>> Start

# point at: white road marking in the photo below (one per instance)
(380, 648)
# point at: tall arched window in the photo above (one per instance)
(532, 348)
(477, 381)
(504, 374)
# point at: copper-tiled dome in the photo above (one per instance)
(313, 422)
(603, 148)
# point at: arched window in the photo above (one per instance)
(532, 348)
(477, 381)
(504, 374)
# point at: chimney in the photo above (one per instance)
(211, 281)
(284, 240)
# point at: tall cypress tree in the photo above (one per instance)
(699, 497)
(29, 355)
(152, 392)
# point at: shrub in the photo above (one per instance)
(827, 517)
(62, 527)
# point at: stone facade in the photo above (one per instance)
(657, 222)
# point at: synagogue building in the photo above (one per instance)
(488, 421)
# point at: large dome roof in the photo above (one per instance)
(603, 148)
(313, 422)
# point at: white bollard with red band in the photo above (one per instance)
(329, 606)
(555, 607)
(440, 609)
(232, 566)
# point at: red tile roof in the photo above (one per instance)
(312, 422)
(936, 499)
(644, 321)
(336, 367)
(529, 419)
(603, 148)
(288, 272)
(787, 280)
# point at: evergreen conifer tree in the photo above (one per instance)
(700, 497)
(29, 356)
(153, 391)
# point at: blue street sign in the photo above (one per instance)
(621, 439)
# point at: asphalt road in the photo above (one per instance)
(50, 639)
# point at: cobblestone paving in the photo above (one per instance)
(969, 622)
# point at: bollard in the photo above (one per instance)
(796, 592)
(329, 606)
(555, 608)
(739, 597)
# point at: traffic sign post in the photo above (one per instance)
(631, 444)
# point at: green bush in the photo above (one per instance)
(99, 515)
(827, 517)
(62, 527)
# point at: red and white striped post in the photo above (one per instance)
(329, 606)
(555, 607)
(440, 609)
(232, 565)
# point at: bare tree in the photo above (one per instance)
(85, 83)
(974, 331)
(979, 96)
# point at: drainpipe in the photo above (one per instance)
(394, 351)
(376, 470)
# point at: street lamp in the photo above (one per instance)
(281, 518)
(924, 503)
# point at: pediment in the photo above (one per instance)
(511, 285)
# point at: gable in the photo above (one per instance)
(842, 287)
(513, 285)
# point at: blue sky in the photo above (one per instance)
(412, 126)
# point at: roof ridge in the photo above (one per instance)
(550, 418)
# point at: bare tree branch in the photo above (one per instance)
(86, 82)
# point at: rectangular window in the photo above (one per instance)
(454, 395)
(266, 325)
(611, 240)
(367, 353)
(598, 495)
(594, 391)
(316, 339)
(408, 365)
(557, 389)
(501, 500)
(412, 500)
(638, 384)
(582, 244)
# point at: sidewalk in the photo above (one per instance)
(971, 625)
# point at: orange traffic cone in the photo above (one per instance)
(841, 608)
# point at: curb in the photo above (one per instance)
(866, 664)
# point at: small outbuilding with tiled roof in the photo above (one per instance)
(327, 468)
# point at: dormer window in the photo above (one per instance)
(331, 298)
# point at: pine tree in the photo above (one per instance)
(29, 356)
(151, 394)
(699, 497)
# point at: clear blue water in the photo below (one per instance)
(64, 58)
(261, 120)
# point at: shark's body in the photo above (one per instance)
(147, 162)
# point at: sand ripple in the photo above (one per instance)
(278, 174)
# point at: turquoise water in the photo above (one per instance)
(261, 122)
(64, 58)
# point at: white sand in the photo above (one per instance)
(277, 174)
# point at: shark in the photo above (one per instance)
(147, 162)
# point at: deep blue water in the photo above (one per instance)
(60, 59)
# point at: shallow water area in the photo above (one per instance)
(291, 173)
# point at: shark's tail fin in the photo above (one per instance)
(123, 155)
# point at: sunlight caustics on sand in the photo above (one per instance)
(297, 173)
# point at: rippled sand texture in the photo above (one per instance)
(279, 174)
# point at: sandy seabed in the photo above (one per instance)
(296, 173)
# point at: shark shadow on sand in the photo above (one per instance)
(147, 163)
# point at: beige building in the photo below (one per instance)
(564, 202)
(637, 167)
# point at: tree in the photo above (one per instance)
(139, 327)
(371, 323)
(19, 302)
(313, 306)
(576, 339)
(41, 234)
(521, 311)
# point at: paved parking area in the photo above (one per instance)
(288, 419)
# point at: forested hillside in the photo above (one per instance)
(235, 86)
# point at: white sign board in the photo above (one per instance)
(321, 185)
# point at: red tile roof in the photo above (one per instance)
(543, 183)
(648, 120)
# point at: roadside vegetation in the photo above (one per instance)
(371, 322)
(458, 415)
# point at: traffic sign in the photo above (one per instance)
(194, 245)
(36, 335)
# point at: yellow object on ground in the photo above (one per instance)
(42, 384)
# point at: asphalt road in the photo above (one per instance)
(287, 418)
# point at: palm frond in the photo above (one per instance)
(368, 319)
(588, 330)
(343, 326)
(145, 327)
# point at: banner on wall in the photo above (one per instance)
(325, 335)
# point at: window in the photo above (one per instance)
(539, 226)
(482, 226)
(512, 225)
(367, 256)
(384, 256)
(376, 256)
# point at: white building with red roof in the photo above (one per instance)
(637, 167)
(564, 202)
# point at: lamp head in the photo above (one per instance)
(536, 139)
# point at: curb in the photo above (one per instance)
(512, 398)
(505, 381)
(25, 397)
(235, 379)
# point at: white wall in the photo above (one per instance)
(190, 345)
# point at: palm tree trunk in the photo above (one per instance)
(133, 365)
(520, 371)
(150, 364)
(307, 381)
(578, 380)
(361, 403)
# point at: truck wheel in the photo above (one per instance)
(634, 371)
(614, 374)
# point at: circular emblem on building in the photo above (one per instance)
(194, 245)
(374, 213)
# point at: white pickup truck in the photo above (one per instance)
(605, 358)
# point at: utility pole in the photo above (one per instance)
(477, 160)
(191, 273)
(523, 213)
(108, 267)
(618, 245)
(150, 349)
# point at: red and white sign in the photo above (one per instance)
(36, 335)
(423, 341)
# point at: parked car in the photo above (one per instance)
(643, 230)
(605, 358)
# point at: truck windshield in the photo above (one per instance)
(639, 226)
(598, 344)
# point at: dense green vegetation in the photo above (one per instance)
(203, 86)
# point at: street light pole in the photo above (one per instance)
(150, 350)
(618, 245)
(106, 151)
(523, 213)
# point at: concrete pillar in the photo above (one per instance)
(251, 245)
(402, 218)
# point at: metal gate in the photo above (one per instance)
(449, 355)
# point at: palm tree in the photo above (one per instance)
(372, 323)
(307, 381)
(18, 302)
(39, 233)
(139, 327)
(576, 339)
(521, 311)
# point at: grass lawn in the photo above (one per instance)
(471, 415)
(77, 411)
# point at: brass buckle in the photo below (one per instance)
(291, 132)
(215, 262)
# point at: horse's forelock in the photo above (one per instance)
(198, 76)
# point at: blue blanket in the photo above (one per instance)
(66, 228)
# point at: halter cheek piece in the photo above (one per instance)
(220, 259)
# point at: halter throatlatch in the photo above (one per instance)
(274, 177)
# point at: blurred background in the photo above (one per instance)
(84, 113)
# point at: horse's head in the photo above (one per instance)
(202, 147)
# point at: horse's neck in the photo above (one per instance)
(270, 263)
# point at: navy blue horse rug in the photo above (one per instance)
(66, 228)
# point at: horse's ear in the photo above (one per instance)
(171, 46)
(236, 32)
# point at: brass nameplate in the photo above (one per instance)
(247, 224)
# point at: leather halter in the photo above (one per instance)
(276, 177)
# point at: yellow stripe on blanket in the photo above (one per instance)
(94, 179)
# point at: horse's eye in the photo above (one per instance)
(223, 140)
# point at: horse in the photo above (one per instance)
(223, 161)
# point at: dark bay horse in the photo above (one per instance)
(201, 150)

>> End

## Task objective
Replace every "point at" in the records with "mark", keeping everything else the same.

## Written response
# mark: white road marking in the photo below (one per instance)
(380, 648)
# mark: tall arched window in the photo above (one per instance)
(532, 348)
(477, 381)
(504, 374)
# mark: copper-tiled dome in the photo above (one per instance)
(313, 422)
(603, 148)
# mark: arched window in the photo above (one per instance)
(532, 348)
(477, 381)
(504, 374)
# mark: chimney in the photo above (one per instance)
(211, 281)
(284, 240)
# mark: tall cypress tree in the photo above (one per instance)
(699, 497)
(29, 355)
(152, 392)
# mark: shrub in the photo above (one per instance)
(827, 517)
(62, 527)
# mark: stone facade in the photo above (one per instance)
(657, 222)
# mark: synagogue building in the photo above (one per instance)
(488, 421)
# mark: large dome roof in the photo above (one per instance)
(603, 148)
(313, 422)
# mark: white bollard with red band in the photo above (one per instance)
(329, 606)
(555, 607)
(440, 609)
(232, 566)
# mark: red tile roof in the photo above (one per instance)
(312, 422)
(936, 499)
(644, 321)
(336, 367)
(529, 419)
(603, 148)
(288, 272)
(787, 280)
# mark: evergreen conifer tree in the photo above (one per instance)
(700, 497)
(29, 356)
(153, 391)
# mark: blue street sign in the photo above (one per instance)
(621, 439)
# mark: asphalt road in the photo above (one per instance)
(50, 639)
# mark: cobblestone paving in the photo above (one per instance)
(969, 622)
# mark: bollard in the photo above (one per instance)
(796, 592)
(329, 606)
(555, 608)
(739, 597)
# mark: traffic sign post in the photo above (one per instance)
(631, 444)
# mark: green bush in the photo above (one per instance)
(99, 515)
(827, 517)
(62, 527)
# mark: red and white striped post in the photo above (one per instance)
(329, 606)
(555, 607)
(440, 609)
(232, 565)
# mark: bare tree in the photo above (one per instance)
(85, 83)
(974, 331)
(979, 96)
# mark: drainpipe in the photo above (one per instance)
(394, 351)
(376, 470)
# mark: street lamp in the photo above (one per instance)
(281, 518)
(924, 503)
# mark: pediment in the photo above (one per instance)
(511, 285)
# mark: gable in the photo above (one per instance)
(842, 287)
(513, 285)
# mark: blue sky in the photo above (one per instance)
(412, 126)
# mark: roof ridge in the photo above (one per instance)
(550, 418)
# mark: bare tree branch in the photo above (one per instance)
(86, 82)
# mark: rectangular window in the photo above (one per instance)
(454, 395)
(266, 325)
(611, 240)
(367, 353)
(598, 495)
(594, 391)
(316, 339)
(408, 365)
(557, 389)
(501, 500)
(412, 500)
(638, 384)
(582, 244)
# mark: sidewalk in the photo above (one per instance)
(971, 625)
# mark: orange traffic cone in the photo above (one per instance)
(841, 608)
# mark: curb in the photo above (one per instance)
(866, 664)
# mark: small outbuilding with tiled roof in the photo above (one per instance)
(327, 468)
# mark: dormer window in the photo above (one per instance)
(331, 298)
# mark: pine tree in the photo above (one per instance)
(29, 356)
(151, 394)
(699, 497)
# mark: clear blue water in the photo below (one per instance)
(64, 58)
(261, 120)
# mark: shark's body in the photo above (one per instance)
(147, 162)
# mark: sand ripple in the photo above (one per instance)
(278, 174)
# mark: turquoise water in the photo above (one per instance)
(261, 122)
(64, 58)
# mark: white sand in the photo above (one per instance)
(277, 174)
# mark: shark in the photo above (one per instance)
(147, 162)
# mark: deep blue water in the photo above (one per instance)
(60, 59)
# mark: shallow water area in the photo above (one per instance)
(291, 173)
# mark: shark's tail fin in the photo above (one per instance)
(123, 155)
# mark: sunlight caustics on sand in the photo above (one per instance)
(297, 173)
# mark: rippled sand texture in the photo above (one per instance)
(279, 174)
# mark: sandy seabed in the photo above (one per instance)
(296, 173)
# mark: shark shadow on sand in the photo above (one per instance)
(147, 163)
# mark: beige building in the photo below (one per instance)
(564, 202)
(637, 167)
# mark: tree in the photo above (one per instance)
(139, 327)
(371, 323)
(19, 302)
(313, 306)
(576, 339)
(41, 234)
(521, 311)
# mark: paved parking area in the photo above (one per instance)
(288, 419)
# mark: forested hillside in the photo above (one per instance)
(235, 86)
# mark: white sign board in the photo above (one per instance)
(321, 185)
# mark: red tile roof in the photo above (one per instance)
(543, 183)
(648, 120)
# mark: roadside vegetation in the photo above (one per instance)
(371, 322)
(458, 415)
# mark: traffic sign in the photo above (one per instance)
(194, 245)
(36, 335)
# mark: yellow object on ground in the photo above (one per instance)
(42, 384)
# mark: asphalt road in the photo above (one per instance)
(287, 418)
# mark: palm frond in the photo above (one per instance)
(368, 319)
(588, 330)
(343, 326)
(145, 327)
# mark: banner on wall in the photo above (one per instance)
(325, 335)
# mark: window in the photo above (one per instance)
(539, 226)
(482, 226)
(512, 225)
(367, 256)
(384, 256)
(376, 256)
# mark: white building with red roof in the photo above (one per instance)
(637, 167)
(564, 202)
# mark: lamp head in the photo above (one per instance)
(536, 139)
# mark: curb in the photo above (one per instance)
(512, 398)
(505, 381)
(25, 397)
(235, 379)
# mark: white wall in the photo above (one per instance)
(190, 345)
# mark: palm tree trunk in the photo above (one per instance)
(133, 365)
(520, 371)
(150, 364)
(307, 381)
(578, 380)
(361, 403)
# mark: truck wheel in the photo above (one per instance)
(634, 371)
(614, 374)
# mark: circular emblem on building in the photo above (one per instance)
(194, 245)
(374, 213)
# mark: white pickup truck in the photo above (one per instance)
(605, 358)
# mark: utility pole in the photo above (one per instance)
(477, 160)
(191, 273)
(523, 213)
(108, 267)
(618, 245)
(150, 349)
# mark: red and white sign in the photo above (one per instance)
(36, 335)
(423, 341)
# mark: parked car in the photo above (one per instance)
(643, 230)
(605, 358)
# mark: truck windshield in the photo above (one per instance)
(639, 226)
(598, 344)
# mark: dense green vegetation in the photo above (one per instance)
(203, 86)
# mark: street light pole in the photo above (one per instance)
(150, 350)
(618, 245)
(106, 151)
(523, 213)
# mark: concrete pillar in the photo above (one per instance)
(251, 245)
(402, 218)
# mark: metal gate in the photo above (one per instance)
(449, 355)
# mark: palm tree in the photo above (one per instance)
(372, 323)
(307, 381)
(18, 302)
(39, 233)
(139, 327)
(576, 339)
(521, 311)
# mark: grass lawn in the photo above (one per instance)
(471, 415)
(77, 411)
# mark: brass buckle in the photo below (one per instance)
(291, 132)
(215, 262)
# mark: horse's forelock in the photo above (one per instance)
(198, 76)
# mark: blue blanket in the photo above (one per instance)
(66, 228)
# mark: halter cheek piece in the photo above (one per instance)
(220, 259)
# mark: halter throatlatch in the photo above (one per instance)
(274, 177)
# mark: blurred background in the photo above (one per instance)
(84, 113)
# mark: horse's head in the photo above (one per instance)
(202, 147)
# mark: horse's neck in the photo above (one per instance)
(270, 263)
# mark: navy blue horse rug in the photo above (one per instance)
(66, 228)
# mark: horse's ear in the photo above (one per instance)
(171, 46)
(236, 32)
# mark: brass nameplate in the photo above (one per instance)
(247, 224)
# mark: leather halter in the photo above (one per instance)
(276, 177)
# mark: yellow stripe on blanket in the photo above (one per instance)
(94, 179)
# mark: horse's eye in the photo above (one per instance)
(223, 140)
# mark: horse in the photo above (one per instance)
(223, 161)
# mark: dark bay horse in the photo above (one per instance)
(201, 150)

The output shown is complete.